• Task goal
Identify every line below that contains the string "slate". Copy each matching line in full.

──────

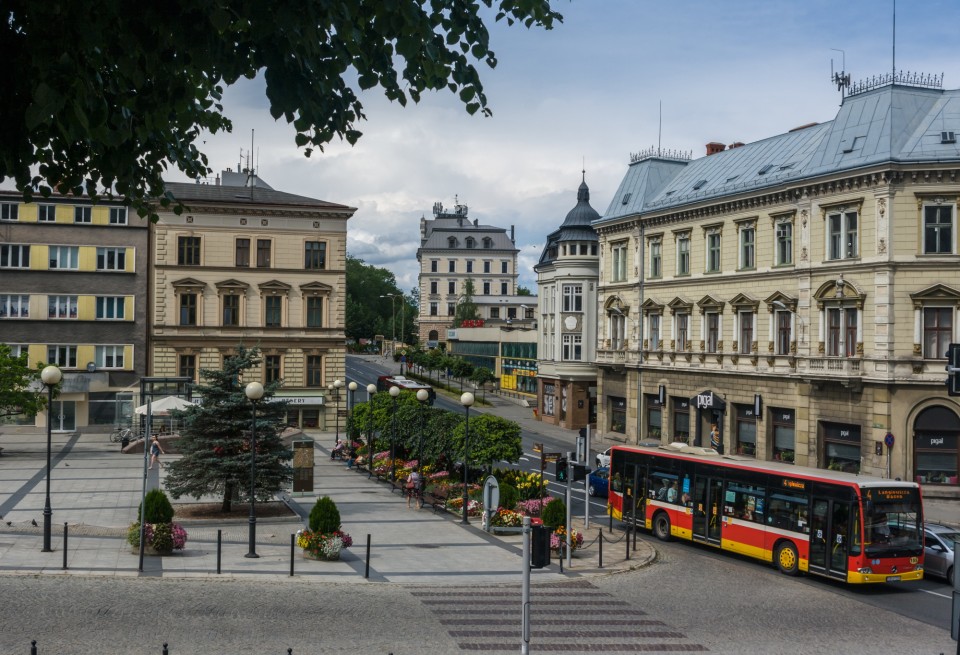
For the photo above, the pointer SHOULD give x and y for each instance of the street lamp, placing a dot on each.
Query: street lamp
(51, 376)
(394, 392)
(371, 389)
(422, 396)
(466, 399)
(254, 392)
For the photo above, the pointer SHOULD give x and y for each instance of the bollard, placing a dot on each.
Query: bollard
(600, 541)
(366, 572)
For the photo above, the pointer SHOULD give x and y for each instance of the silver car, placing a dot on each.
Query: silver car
(938, 550)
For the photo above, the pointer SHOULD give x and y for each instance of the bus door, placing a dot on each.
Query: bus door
(706, 509)
(829, 530)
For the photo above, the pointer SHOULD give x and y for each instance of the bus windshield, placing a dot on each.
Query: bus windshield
(892, 521)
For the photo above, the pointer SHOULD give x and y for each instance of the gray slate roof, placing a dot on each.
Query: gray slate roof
(893, 123)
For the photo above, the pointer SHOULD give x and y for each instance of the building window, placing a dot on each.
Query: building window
(783, 434)
(572, 348)
(110, 307)
(187, 366)
(62, 356)
(748, 248)
(681, 419)
(745, 431)
(713, 252)
(938, 229)
(314, 311)
(746, 332)
(47, 213)
(81, 214)
(314, 371)
(188, 309)
(573, 297)
(784, 244)
(783, 322)
(842, 332)
(62, 307)
(14, 306)
(263, 253)
(109, 356)
(713, 331)
(937, 331)
(231, 310)
(9, 211)
(271, 369)
(14, 256)
(64, 257)
(315, 255)
(842, 235)
(243, 253)
(273, 311)
(683, 254)
(618, 414)
(619, 251)
(188, 251)
(656, 259)
(111, 259)
(118, 216)
(683, 332)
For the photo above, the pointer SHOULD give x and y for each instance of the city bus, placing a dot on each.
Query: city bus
(384, 382)
(852, 528)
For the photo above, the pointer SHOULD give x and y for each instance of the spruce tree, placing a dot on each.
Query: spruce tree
(215, 437)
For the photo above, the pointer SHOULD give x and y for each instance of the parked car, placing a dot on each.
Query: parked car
(598, 482)
(938, 550)
(603, 459)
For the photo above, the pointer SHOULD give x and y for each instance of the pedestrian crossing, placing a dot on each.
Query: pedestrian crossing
(565, 617)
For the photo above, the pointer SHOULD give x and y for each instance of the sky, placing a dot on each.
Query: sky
(615, 77)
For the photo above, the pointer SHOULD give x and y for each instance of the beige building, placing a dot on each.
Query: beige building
(454, 249)
(798, 293)
(247, 264)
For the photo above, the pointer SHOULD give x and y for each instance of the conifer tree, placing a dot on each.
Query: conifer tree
(215, 437)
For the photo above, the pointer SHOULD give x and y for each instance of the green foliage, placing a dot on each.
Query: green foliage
(157, 507)
(554, 514)
(136, 91)
(21, 391)
(215, 438)
(324, 517)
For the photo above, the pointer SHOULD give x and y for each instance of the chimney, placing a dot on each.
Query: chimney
(713, 148)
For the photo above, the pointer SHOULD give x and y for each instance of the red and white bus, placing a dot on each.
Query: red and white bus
(848, 527)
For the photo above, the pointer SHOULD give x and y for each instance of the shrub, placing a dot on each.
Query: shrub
(158, 507)
(324, 517)
(555, 513)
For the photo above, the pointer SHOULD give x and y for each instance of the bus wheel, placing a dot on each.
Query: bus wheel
(787, 560)
(661, 526)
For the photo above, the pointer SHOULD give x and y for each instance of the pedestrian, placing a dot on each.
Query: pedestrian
(155, 452)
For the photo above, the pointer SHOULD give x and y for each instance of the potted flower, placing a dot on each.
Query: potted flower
(161, 535)
(324, 539)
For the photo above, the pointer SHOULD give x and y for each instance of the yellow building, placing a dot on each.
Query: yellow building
(799, 293)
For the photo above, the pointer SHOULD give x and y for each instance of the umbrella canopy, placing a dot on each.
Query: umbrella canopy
(164, 406)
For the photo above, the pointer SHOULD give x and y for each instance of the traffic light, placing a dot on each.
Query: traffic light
(953, 369)
(561, 470)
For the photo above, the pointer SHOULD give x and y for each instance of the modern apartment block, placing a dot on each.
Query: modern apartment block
(245, 263)
(799, 292)
(73, 292)
(454, 249)
(567, 276)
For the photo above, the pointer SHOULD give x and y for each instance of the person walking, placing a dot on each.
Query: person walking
(155, 452)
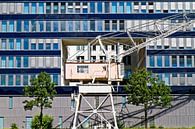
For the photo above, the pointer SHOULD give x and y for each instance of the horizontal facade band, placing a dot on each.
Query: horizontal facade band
(171, 52)
(144, 16)
(93, 0)
(68, 35)
(172, 70)
(29, 53)
(29, 70)
(67, 90)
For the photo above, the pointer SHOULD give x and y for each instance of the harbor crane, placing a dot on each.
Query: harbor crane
(153, 31)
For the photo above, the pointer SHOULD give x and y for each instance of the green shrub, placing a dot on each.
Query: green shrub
(47, 122)
(161, 127)
(14, 126)
(152, 126)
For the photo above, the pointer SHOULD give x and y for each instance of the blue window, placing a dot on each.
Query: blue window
(92, 25)
(55, 26)
(18, 61)
(3, 61)
(99, 26)
(19, 26)
(189, 61)
(99, 7)
(11, 26)
(4, 26)
(63, 7)
(3, 80)
(11, 44)
(174, 61)
(11, 61)
(10, 80)
(181, 61)
(124, 101)
(151, 61)
(143, 10)
(33, 26)
(107, 7)
(114, 25)
(3, 44)
(167, 79)
(70, 7)
(77, 10)
(85, 7)
(26, 8)
(85, 25)
(77, 26)
(114, 7)
(55, 79)
(167, 61)
(55, 8)
(34, 10)
(121, 7)
(159, 61)
(48, 26)
(40, 46)
(48, 8)
(41, 26)
(1, 122)
(18, 44)
(48, 46)
(128, 7)
(107, 25)
(26, 26)
(55, 46)
(26, 44)
(158, 11)
(70, 10)
(85, 10)
(25, 80)
(63, 25)
(28, 122)
(143, 3)
(70, 25)
(10, 102)
(92, 7)
(25, 61)
(18, 80)
(33, 46)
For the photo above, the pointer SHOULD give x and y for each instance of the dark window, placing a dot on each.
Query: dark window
(48, 7)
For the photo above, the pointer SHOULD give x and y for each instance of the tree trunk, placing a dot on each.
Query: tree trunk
(146, 115)
(41, 118)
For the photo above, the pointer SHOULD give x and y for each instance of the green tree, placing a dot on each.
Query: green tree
(144, 89)
(14, 126)
(41, 91)
(47, 122)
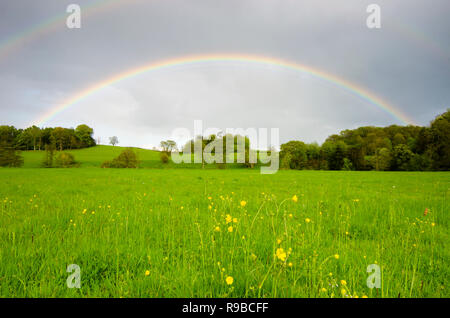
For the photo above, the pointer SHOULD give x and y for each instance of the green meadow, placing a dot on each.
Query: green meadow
(187, 232)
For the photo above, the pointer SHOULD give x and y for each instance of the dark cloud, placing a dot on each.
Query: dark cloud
(406, 62)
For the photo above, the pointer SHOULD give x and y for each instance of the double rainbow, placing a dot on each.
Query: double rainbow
(226, 58)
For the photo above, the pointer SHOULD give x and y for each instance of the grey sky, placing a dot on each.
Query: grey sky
(406, 62)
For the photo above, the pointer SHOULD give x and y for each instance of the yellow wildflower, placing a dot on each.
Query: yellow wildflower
(281, 254)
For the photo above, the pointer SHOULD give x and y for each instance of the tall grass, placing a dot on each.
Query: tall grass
(175, 224)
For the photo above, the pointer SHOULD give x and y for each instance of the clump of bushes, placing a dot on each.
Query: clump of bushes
(65, 160)
(126, 159)
(164, 156)
(62, 160)
(9, 157)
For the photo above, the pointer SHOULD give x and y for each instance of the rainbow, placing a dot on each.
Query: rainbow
(224, 58)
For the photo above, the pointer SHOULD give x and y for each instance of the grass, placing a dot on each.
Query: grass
(117, 224)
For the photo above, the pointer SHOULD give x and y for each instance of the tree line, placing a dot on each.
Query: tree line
(396, 148)
(13, 140)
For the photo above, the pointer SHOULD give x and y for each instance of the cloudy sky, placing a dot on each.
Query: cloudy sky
(43, 64)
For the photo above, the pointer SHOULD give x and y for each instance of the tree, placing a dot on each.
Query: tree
(440, 141)
(113, 140)
(168, 146)
(49, 155)
(293, 155)
(401, 156)
(65, 160)
(84, 134)
(127, 159)
(9, 157)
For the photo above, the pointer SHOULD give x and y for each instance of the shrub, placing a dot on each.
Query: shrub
(65, 160)
(126, 159)
(164, 157)
(106, 164)
(49, 155)
(9, 157)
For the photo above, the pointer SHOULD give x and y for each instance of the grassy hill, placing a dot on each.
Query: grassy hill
(94, 156)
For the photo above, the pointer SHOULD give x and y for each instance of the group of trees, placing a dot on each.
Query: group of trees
(212, 144)
(398, 148)
(126, 159)
(35, 138)
(13, 140)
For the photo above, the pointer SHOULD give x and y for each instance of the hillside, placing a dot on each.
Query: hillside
(94, 156)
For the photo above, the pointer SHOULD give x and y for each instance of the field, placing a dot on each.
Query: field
(187, 232)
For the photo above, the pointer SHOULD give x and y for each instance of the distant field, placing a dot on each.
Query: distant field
(182, 232)
(93, 158)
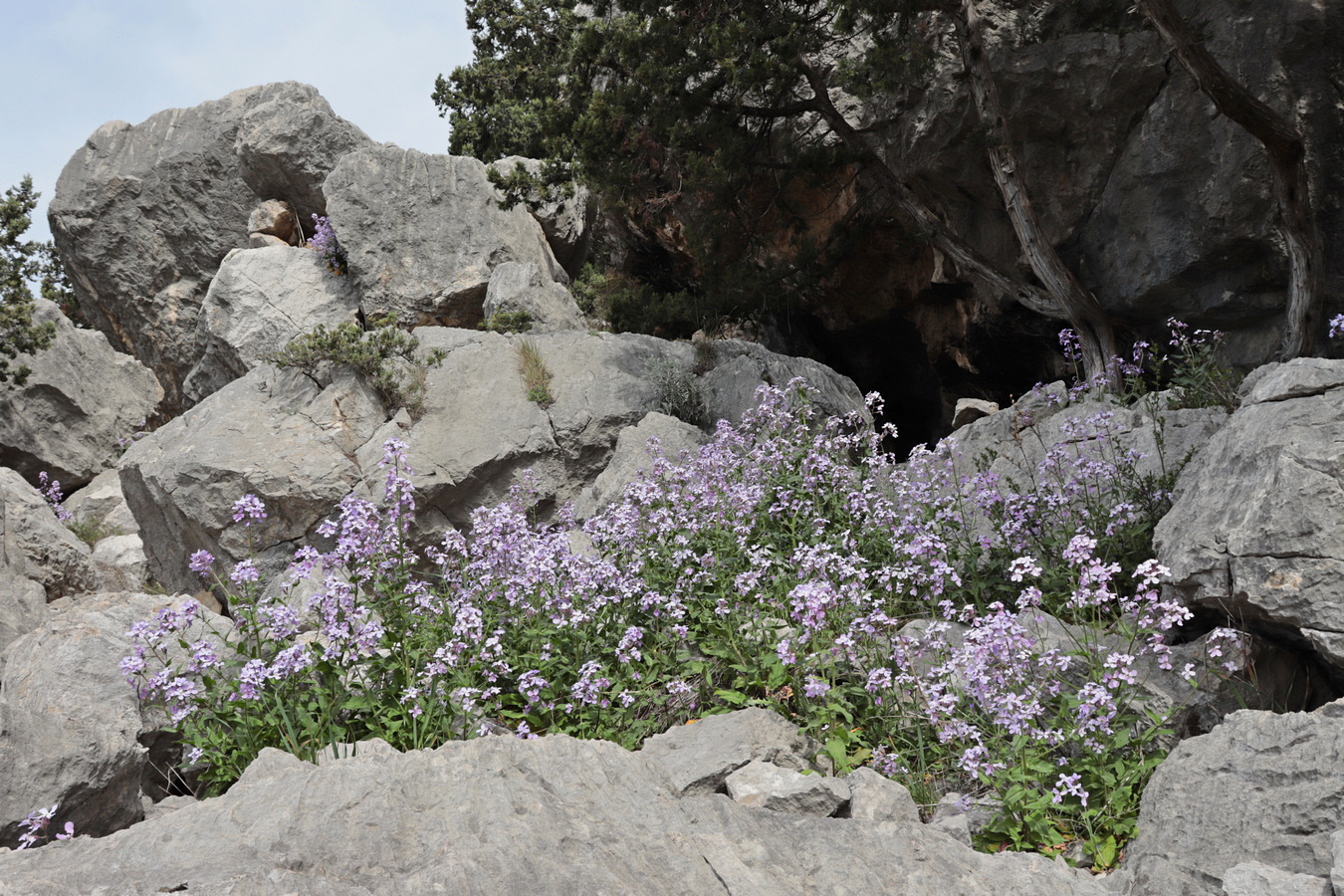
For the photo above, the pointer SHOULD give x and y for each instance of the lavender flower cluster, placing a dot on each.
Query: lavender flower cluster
(325, 243)
(780, 565)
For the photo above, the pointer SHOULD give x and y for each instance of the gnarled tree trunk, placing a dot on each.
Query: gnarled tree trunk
(1287, 172)
(1081, 308)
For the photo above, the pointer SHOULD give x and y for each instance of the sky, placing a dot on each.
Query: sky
(76, 65)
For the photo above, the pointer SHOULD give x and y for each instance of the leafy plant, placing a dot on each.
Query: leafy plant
(372, 353)
(790, 564)
(679, 392)
(507, 323)
(327, 246)
(535, 376)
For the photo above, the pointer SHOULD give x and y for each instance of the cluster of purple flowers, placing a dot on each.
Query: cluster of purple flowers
(35, 827)
(782, 564)
(325, 243)
(50, 491)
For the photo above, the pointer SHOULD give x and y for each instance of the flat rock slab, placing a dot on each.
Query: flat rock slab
(507, 815)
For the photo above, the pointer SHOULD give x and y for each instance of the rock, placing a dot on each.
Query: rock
(35, 545)
(1274, 555)
(103, 503)
(567, 220)
(144, 214)
(1259, 787)
(523, 289)
(876, 798)
(741, 367)
(594, 818)
(276, 434)
(260, 301)
(633, 456)
(971, 410)
(81, 399)
(73, 727)
(698, 758)
(121, 563)
(23, 607)
(423, 234)
(275, 218)
(769, 786)
(302, 446)
(1256, 879)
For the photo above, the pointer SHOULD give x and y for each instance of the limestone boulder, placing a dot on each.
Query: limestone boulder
(258, 301)
(634, 454)
(83, 398)
(144, 214)
(303, 445)
(523, 289)
(423, 234)
(593, 817)
(1260, 787)
(73, 729)
(37, 546)
(567, 220)
(1256, 530)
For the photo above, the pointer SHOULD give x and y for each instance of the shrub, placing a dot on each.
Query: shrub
(679, 392)
(507, 323)
(327, 246)
(535, 376)
(372, 353)
(779, 567)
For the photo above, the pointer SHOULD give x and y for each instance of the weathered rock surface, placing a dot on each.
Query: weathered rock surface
(1255, 531)
(23, 607)
(35, 545)
(567, 220)
(1260, 787)
(144, 214)
(72, 729)
(632, 457)
(593, 817)
(260, 301)
(523, 288)
(275, 434)
(81, 399)
(423, 234)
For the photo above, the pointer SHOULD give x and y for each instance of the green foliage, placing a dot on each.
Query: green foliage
(372, 353)
(680, 394)
(93, 531)
(23, 261)
(695, 118)
(535, 376)
(507, 323)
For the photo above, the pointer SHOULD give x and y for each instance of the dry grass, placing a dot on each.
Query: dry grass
(535, 376)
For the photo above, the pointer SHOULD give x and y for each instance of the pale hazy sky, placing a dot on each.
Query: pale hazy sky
(70, 66)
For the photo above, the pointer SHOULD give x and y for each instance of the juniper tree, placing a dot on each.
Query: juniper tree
(718, 103)
(23, 261)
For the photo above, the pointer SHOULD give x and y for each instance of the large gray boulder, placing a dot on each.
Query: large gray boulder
(34, 545)
(500, 814)
(517, 288)
(302, 446)
(72, 730)
(142, 215)
(260, 300)
(423, 234)
(81, 399)
(276, 434)
(1259, 787)
(1256, 530)
(567, 220)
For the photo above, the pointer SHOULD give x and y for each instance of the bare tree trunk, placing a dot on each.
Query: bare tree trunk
(1287, 168)
(1082, 310)
(918, 212)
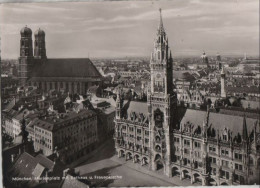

──────

• Result for this exercise
For the photo above, the pointer SHOULD give x and y for each instance of the gray slate roof, placing a dot on each.
Query: gray slate roof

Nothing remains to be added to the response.